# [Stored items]
>>>>>

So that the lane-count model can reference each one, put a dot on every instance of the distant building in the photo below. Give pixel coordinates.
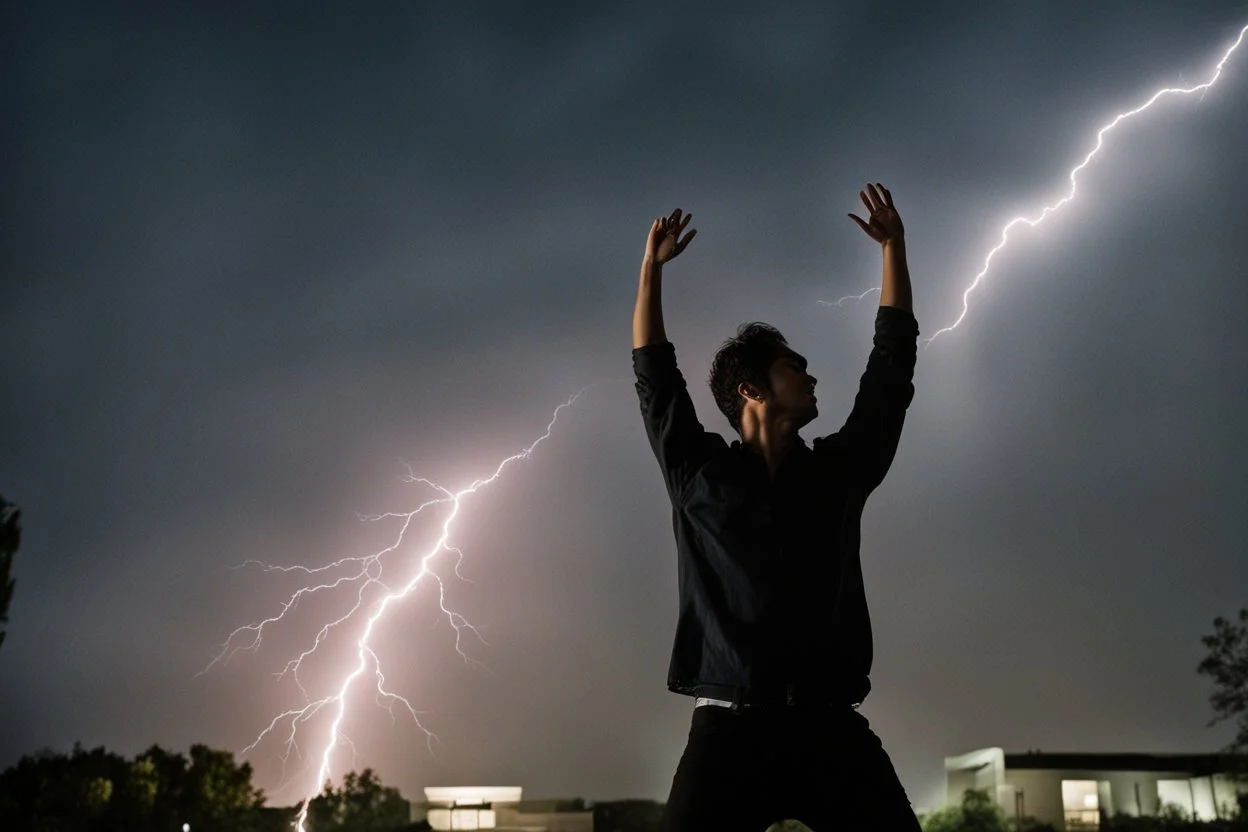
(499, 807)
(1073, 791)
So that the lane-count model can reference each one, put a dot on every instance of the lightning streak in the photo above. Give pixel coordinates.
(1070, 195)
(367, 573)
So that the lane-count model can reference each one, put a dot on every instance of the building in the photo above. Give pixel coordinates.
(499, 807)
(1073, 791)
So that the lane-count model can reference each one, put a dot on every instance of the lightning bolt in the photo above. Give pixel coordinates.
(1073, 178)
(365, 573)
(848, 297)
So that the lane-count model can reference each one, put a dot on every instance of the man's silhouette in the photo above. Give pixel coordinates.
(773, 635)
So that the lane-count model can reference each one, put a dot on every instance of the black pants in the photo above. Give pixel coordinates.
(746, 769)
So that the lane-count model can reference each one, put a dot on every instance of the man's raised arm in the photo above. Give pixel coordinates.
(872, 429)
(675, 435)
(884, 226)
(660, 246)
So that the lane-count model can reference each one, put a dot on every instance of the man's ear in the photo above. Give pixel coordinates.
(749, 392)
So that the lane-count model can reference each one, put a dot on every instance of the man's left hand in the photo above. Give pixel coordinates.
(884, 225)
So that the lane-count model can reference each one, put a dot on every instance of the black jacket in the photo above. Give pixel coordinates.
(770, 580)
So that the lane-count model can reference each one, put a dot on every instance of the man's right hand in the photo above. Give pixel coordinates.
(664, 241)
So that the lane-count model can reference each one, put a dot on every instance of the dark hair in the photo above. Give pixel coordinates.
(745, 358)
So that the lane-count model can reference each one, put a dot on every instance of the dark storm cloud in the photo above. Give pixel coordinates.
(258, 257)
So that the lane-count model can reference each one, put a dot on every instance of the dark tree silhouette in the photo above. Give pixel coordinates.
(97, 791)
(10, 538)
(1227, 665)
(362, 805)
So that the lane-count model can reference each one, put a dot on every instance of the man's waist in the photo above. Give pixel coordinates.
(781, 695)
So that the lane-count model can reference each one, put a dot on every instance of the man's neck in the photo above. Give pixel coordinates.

<<<<<

# [What you are asked to do]
Output the records above unchanged, minus their pictures.

# [Output for this exercise]
So that the lane-count model can reference each one, put a dot on every instance of the distant building in the photo below. Give pixel coordinates.
(499, 807)
(1073, 791)
So that the lane-count model can reference each one, put a dot on every instance of the lightning streak in the photo above. Give pixel coordinates.
(1070, 195)
(367, 573)
So that the lane-count model can reference each one, put a dot on every instance of the building in the photo above. Give pixel coordinates.
(499, 807)
(1073, 791)
So that the lane-count model can reference each one, put a dot on every instance of the lightning bolt in the photo above. Give pixel coordinates.
(1073, 178)
(365, 573)
(848, 297)
So that the lane-count model can reference each one, put a dot on every instance of the man's silhouette in the photo above. Give pixel coordinates.
(773, 635)
So that the lane-count model can reference each one, put a dot on every instance of the black pants in the photo above. Give pixel coordinates.
(746, 769)
So that the lane-count model can reference each one, put a dot on every instance of the man's raised arm in the photo above. Give pixel coordinates.
(872, 429)
(675, 435)
(884, 226)
(660, 246)
So that the lane-count model can reference each one, put a dot on every instance of the man's ear in the photo above. Give pixel coordinates.
(749, 392)
So that the lane-count model can reference each one, put a dot on every instance of the man's left hand in the photo above. Give pixel coordinates.
(884, 225)
So that the lane-count model can reference each one, put a dot on every instance of the black jacket in the photo above. Give pixel coordinates.
(770, 580)
So that the lane-count model can reference each one, put a dot on every instance of the man's right hand in the photo above. Give pixel coordinates.
(664, 241)
So that the lane-count model can reference each one, put a dot on every instance of the dark hair in the photo above. Give pixel coordinates.
(745, 358)
So that the lane-count model can reference each one, put a dot on every instance of the dark storm cloud in the photo above. Give pixel coordinates.
(258, 257)
So that the lane-count model can reference each one, put a dot on every instance of the dark tree silhouette in the photo above. Give pixel coordinates.
(97, 791)
(10, 538)
(1227, 665)
(362, 805)
So that the lane-count model can reference each one, put a dot on every instance of the man's waist in the photo above. Give pixel coordinates.
(781, 695)
So that the lane-count model can reference each one, put a dot on every instance of the man's neck in the photo above. Give pixel coordinates.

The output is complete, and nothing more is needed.